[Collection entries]

········

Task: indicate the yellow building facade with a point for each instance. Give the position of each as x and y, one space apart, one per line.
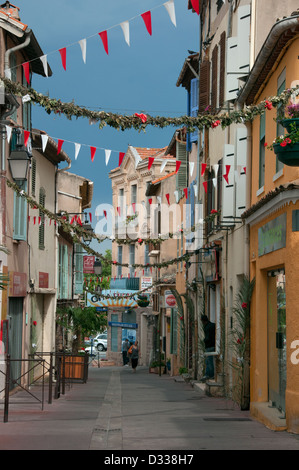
272 222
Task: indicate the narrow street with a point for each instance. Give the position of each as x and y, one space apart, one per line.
118 410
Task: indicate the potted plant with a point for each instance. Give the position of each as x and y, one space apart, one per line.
286 147
142 300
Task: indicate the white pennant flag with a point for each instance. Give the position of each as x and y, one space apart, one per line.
77 150
43 58
215 168
8 133
107 155
163 166
171 10
82 43
126 30
44 141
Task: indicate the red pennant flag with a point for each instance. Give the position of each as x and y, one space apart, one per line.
121 157
26 68
92 151
226 174
150 162
147 18
63 57
195 5
60 143
26 137
104 38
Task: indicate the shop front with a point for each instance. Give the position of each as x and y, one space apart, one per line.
274 250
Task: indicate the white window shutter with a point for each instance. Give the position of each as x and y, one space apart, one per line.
241 162
228 189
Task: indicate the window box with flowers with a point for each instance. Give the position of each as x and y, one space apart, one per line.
286 147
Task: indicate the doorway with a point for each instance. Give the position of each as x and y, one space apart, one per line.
277 365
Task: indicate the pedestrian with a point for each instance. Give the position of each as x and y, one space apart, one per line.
125 348
209 340
134 355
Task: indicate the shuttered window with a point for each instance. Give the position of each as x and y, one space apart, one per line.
222 68
20 214
41 229
214 92
204 85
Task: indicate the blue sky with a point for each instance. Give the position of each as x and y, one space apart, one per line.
139 78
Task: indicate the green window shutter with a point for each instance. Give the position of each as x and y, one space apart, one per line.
78 270
20 215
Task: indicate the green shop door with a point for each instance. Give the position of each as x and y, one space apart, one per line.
277 367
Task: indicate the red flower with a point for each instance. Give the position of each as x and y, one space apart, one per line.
268 104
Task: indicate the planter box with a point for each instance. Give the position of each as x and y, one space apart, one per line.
289 155
287 123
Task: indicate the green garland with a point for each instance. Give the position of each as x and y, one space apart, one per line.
122 122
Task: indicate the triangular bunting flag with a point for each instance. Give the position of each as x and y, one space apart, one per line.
26 71
63 57
150 162
26 137
82 43
59 146
147 18
203 168
92 152
104 38
226 174
8 133
171 10
44 141
121 157
77 150
126 30
195 5
107 156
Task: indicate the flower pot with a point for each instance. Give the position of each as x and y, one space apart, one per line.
287 123
289 155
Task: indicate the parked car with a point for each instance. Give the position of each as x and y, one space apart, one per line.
100 342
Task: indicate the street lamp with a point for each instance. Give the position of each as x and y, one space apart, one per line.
19 161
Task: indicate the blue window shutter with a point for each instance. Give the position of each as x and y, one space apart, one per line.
20 215
194 103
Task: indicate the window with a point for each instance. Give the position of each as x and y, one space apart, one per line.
20 214
119 259
132 259
41 229
262 151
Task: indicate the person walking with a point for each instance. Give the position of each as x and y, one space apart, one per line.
134 356
209 340
125 348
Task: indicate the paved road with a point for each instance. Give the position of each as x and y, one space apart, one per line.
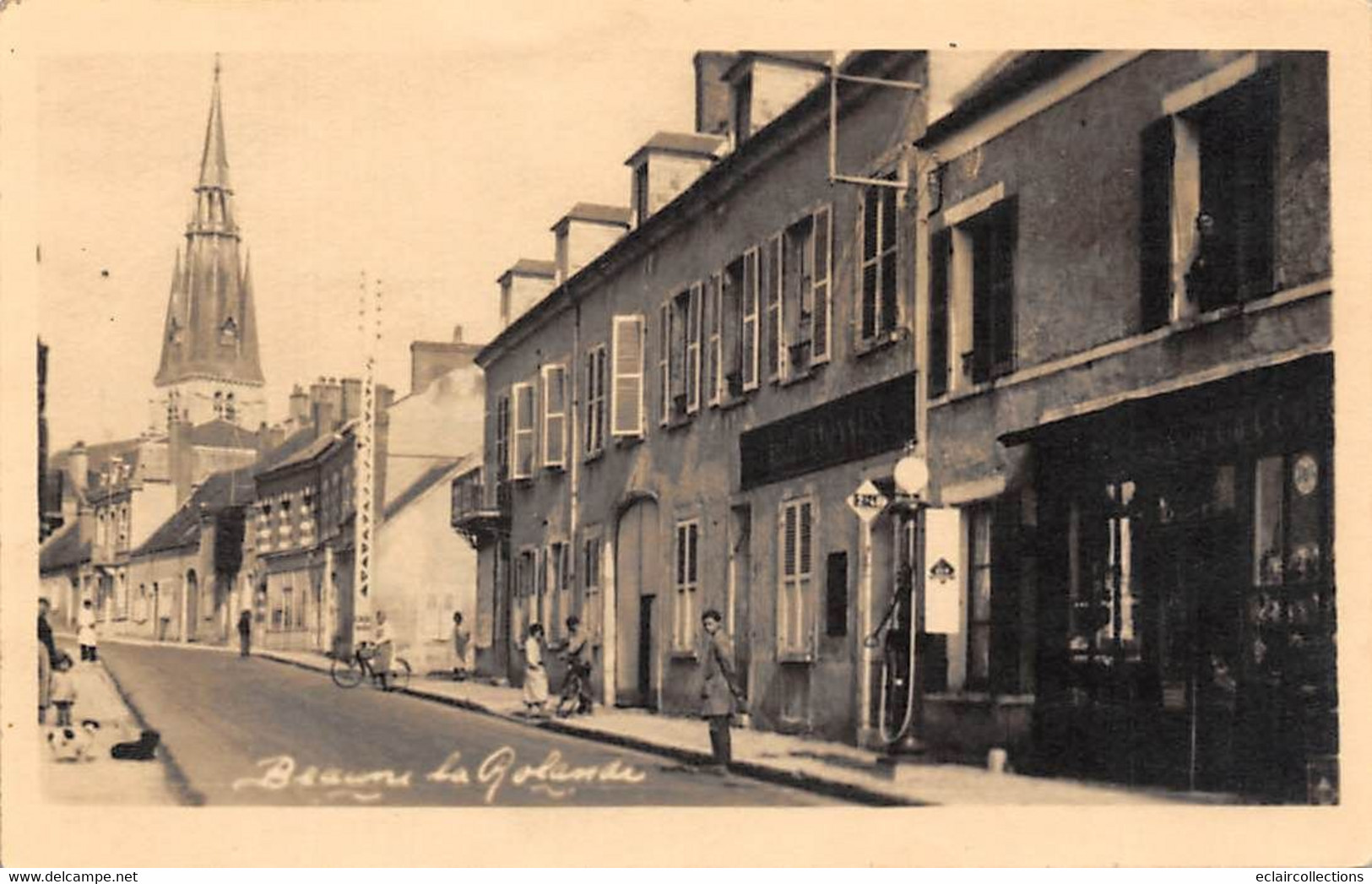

········

◆ **Task goal**
Return all of the lines above word for word, but omit the pictures.

◆ **Answer to this problem**
Task: indicate the yellow building facade with a point for each instance. Give the position of each as x and y, one space apart, one per line.
272 222
Task: indicate the narrow street with a point for each instance. Give the position of each as x and y, one space apart, one per line.
118 410
Task: indicate the potted plant with a point for each instance. Give the position of each as x and y, one space apart, one per line.
286 147
142 300
Task: indicate the white pennant flag with a point for each instance. Give the position of each as x and y, one space apart, one per line.
77 150
43 58
215 168
8 133
107 155
163 166
171 10
82 43
126 30
44 141
Task: indicate the red pennant flag with a point for each instance. Give the position of each as x and y, one space apart, one per line.
121 157
26 68
92 151
226 174
150 162
147 18
63 57
195 5
60 143
26 137
104 38
Task: indicate the shop front with a point for each instance. Give the position of each as x and y, one space apart, one per line.
274 250
Task: indicate the white window shutter with a point for each instance. Give the position of each as x and y, one space apart, one per line.
241 162
228 189
Task: indicate the window box with flowers with a point for each instance. Give the position of each as x and y, one space apart, one per line.
286 147
Task: indicate the doorway with a point for each instance. Give the position of each as x and y, one space apart, one per line.
277 365
Task: indicate the pedestrian with a point for each instance. Give the position of each as x and y, one space apart, one per line.
125 348
209 340
134 355
Task: indicate the shuttered window with a point for each instance. Give the position of each as x and y, one space apart, one per line.
222 68
20 214
41 229
214 92
204 85
Task: indicate the blue sky with a point for each instance. Give the position of each as x and y, one space apart, one per line.
139 78
Task: indicate the green window shutter with a point for each instance. Give the position of each as x and y, one space apart, one per line.
78 270
20 215
Task: indicate the green shop door with a point for each instance. Give the position of each as x and y, one space apart, one per line.
277 367
Task: indicate the red flower with a point for each instance. Give the position of each as x and y, one space apart, one per line.
268 104
Task: indicate the planter box with a point for each instance. Give the position of each as x and y, one space apart, one per line.
289 155
287 123
Task: indicate the green garland with a point for each instance. Give the position of each as x and y, one space apart, one per line.
122 122
Task: indicate the triangular bunting flag with a point for each instance. Give the position of each as x and y, one space apart, one per line.
26 71
63 57
150 162
26 137
82 43
59 146
147 18
203 168
92 152
104 38
226 174
8 133
171 10
44 141
121 157
77 150
126 30
195 5
107 156
Task: indicate the flower pot with a point for each instance. Give the position of each as x and y, one space apart, one per line.
287 123
289 155
Task: indicate the parked car with a point for each instance. Give the position of each as x and y, one space apart, one per line.
100 342
Task: indicate the street lamp with a point for each instance. Give the position of each as x and y, one space apart, one per line.
19 161
Task: indicate the blue window shutter with a point for each instance. Give the position of each as x and y, one space apart, one per line.
20 215
194 103
Task: indicate the window with a point for each instance. Give the position of each as x and y, one space apart, one per line.
20 214
119 259
132 259
41 229
262 151
Task: indicate the person walking with a point for each instance. Give the position of each as x and y, one space apart, one per line.
134 356
209 340
125 348
Task: indicate the paved road with a point for each instance. Give the position of each as x and y, one space apart, one per line.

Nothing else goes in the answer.